[Dataset entries]
======

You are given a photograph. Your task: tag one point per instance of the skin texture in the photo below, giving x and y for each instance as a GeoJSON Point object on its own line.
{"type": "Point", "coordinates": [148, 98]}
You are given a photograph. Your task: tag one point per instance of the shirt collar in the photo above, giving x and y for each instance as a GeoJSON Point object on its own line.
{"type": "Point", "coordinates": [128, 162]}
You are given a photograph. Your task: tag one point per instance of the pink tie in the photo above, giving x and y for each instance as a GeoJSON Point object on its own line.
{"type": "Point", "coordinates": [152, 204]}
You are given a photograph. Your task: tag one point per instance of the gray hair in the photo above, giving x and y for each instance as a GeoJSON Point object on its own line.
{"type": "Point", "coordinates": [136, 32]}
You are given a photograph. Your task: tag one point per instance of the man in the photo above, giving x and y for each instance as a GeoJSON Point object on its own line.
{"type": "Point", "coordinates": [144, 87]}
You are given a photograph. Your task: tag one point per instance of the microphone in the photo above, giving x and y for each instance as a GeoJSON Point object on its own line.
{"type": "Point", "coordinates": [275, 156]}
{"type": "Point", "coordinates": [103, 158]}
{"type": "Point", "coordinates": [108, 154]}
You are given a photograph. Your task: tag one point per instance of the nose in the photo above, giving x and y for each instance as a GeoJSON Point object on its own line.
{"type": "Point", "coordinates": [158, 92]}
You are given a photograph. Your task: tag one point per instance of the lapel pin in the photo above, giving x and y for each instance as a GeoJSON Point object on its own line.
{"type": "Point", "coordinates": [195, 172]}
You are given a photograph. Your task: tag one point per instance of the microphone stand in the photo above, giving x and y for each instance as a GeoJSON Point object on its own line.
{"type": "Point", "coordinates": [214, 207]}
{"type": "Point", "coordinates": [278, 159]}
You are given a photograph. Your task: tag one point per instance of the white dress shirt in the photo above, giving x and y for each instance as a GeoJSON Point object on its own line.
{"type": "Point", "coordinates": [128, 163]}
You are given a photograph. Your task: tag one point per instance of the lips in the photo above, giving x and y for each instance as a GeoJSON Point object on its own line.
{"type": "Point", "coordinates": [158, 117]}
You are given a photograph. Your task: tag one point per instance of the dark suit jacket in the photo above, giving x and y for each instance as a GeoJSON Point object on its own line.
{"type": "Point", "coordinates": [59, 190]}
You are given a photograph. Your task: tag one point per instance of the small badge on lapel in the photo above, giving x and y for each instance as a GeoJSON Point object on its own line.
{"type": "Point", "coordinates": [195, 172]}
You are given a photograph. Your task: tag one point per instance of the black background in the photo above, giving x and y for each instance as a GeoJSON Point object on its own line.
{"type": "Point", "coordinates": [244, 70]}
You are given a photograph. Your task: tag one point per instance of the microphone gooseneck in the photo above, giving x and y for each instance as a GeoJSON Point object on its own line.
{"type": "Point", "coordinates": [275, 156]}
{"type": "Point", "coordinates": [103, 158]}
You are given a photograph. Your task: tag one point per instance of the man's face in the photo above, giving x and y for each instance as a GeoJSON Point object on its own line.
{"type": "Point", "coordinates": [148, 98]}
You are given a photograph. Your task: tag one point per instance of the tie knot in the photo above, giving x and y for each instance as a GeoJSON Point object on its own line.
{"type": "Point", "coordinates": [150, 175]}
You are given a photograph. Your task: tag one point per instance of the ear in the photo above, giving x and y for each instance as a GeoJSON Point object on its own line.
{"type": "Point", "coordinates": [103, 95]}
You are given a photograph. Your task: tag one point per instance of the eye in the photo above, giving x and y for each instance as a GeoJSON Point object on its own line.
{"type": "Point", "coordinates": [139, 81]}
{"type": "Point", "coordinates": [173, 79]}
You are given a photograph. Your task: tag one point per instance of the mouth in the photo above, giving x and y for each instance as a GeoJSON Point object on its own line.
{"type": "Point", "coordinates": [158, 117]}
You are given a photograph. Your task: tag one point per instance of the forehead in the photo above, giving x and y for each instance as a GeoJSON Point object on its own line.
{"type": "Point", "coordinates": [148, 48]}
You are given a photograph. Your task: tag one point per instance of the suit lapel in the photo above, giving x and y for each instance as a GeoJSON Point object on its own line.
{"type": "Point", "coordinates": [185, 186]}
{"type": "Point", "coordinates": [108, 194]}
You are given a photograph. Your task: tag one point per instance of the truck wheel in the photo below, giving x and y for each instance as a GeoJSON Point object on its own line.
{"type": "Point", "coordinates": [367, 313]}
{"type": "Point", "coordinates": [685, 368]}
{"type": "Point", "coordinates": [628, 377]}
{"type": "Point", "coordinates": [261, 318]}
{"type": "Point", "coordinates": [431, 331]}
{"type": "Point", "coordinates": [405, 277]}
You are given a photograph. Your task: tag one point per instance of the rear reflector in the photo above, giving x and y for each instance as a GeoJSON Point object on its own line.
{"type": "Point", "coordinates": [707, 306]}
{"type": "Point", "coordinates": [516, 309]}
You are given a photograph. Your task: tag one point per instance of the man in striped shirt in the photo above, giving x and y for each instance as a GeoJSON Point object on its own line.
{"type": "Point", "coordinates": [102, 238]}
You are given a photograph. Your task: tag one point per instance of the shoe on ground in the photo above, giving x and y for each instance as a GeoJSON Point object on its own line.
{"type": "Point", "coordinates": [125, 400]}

======

=== PROMPT ===
What is needed is a faithful transcription of every entry.

=== TASK RESULT ===
You are given a photograph. Your task: tag one point per instance of the skin texture in the photo below, giving x and y for each instance as a GeoJSON Point object on its own line.
{"type": "Point", "coordinates": [148, 98]}
You are given a photograph. Your task: tag one point per instance of the shirt collar in the photo above, giving x and y for each instance as a GeoJSON Point object on its own line.
{"type": "Point", "coordinates": [128, 162]}
You are given a photograph. Your task: tag one point per instance of the pink tie in the photo above, giving x and y for each instance as a GeoJSON Point object on its own line.
{"type": "Point", "coordinates": [152, 204]}
You are given a photograph. Your task: tag one point per instance of the gray hair in the photo above, giving x and y for each instance as a GeoJSON Point object on its own line.
{"type": "Point", "coordinates": [136, 32]}
You are given a photograph. Your task: tag one point per instance of the man in the photo above, giving x and y for each instance as a GeoJSON Point object on its own line.
{"type": "Point", "coordinates": [144, 87]}
You are given a photograph. Your task: tag one point per instance of the microphone in the photo above, giving x and y for each instance as a GeoJSON Point object on its own line.
{"type": "Point", "coordinates": [275, 156]}
{"type": "Point", "coordinates": [103, 158]}
{"type": "Point", "coordinates": [108, 154]}
You are given a photograph. Your task: tag one point per instance of the nose in the photo above, giving x and y for each instance as a GeoJSON Point object on its own line.
{"type": "Point", "coordinates": [158, 92]}
You are given a photograph. Your task: tag one point per instance of the lapel pin in the photo above, giving x and y for each instance as a GeoJSON Point object on its own line.
{"type": "Point", "coordinates": [195, 172]}
You are given a photograph. Your task: tag one point per instance of the microphone stand in the photo above, giving x and y for each instance as a GeoJSON Point object on its own line.
{"type": "Point", "coordinates": [214, 207]}
{"type": "Point", "coordinates": [278, 159]}
You are given a photograph. Your task: tag one point per instance of the white dress shirt in the photo above, giving x and y for each instance as a GeoJSON Point object on its own line.
{"type": "Point", "coordinates": [128, 163]}
You are given a photograph. Your task: tag one point per instance of the lips in the photo above, giving x and y for each instance as a GeoJSON Point object on its own line.
{"type": "Point", "coordinates": [158, 117]}
You are given a photograph. Your task: tag one point per instance of the dark suit jacket in the photo above, giving x and y for each instance as a GeoJSON Point object on its own line.
{"type": "Point", "coordinates": [59, 190]}
You are given a photograph. Your task: tag one point per instance of the small badge on lapel in the photo above, giving x and y for each instance as a GeoJSON Point object on its own line.
{"type": "Point", "coordinates": [195, 172]}
You are given a photograph. Your task: tag one point per instance of the black background in the photo above, giving x and y for each instance as a GeoJSON Point object on its own line.
{"type": "Point", "coordinates": [244, 70]}
You are given a photograph. Your task: tag one point per instance of the microphone gooseneck in the photo above, giving x and y for each instance as a GeoJSON Point object on its own line.
{"type": "Point", "coordinates": [275, 156]}
{"type": "Point", "coordinates": [103, 158]}
You are given a photograph. Your task: tag one point per instance of the man's face in the photo above, giving x and y for each instance as a GeoJSON Point object on its own line.
{"type": "Point", "coordinates": [148, 98]}
You are given a photograph. Your task: tag one point per instance of the tie knot in the photo above, giving x and y for each instance as a GeoJSON Point object on its own line.
{"type": "Point", "coordinates": [150, 175]}
You are given a photograph. Your task: tag one point per instance of the ear in the photo above, giving x and y for each instance as a GeoJSON Point object on its own line.
{"type": "Point", "coordinates": [103, 95]}
You are given a photograph. Your task: tag one point per instance of the eye in the photo above, giving x and y for each instance as a GeoJSON Point object on its own line.
{"type": "Point", "coordinates": [139, 81]}
{"type": "Point", "coordinates": [173, 79]}
You are given a photograph. Your task: tag one point per instance of the mouth in the photo above, giving x and y for each instance as a GeoJSON Point object on its own line.
{"type": "Point", "coordinates": [158, 117]}
You are given a photograph. Your task: tag one point per instance of the forehead in the photo above, giving x and y for each instance as a GeoJSON Point object on its own line.
{"type": "Point", "coordinates": [148, 48]}
You are given a photograph. Your task: tag one point per instance of the suit lapel in the photo above, giving x and y for each instance as a GeoJSON Point object on its own line.
{"type": "Point", "coordinates": [185, 186]}
{"type": "Point", "coordinates": [108, 194]}
You are given a photograph. Your task: tag one point per instance of the truck wheel in the photo below, giving x and y for each instance as a GeoJSON Point object on its own line.
{"type": "Point", "coordinates": [367, 313]}
{"type": "Point", "coordinates": [685, 368]}
{"type": "Point", "coordinates": [628, 377]}
{"type": "Point", "coordinates": [261, 318]}
{"type": "Point", "coordinates": [431, 331]}
{"type": "Point", "coordinates": [405, 277]}
You are given a photograph. Your task: tag one point per instance of the rear reflector in the photo above, giving x and y for each instance as a GeoJSON Point object on its own line.
{"type": "Point", "coordinates": [707, 306]}
{"type": "Point", "coordinates": [516, 309]}
You are given a photograph. Your task: tag one point per instance of the man in striped shirt in the photo above, giving x and y for each instance as a GeoJSON Point object on its own line.
{"type": "Point", "coordinates": [102, 238]}
You are given a photograph. Your task: tag one point per instance of the shoe on ground in the photo above, giving x and y for each instance as a GeoJSON Point object on its own line.
{"type": "Point", "coordinates": [125, 400]}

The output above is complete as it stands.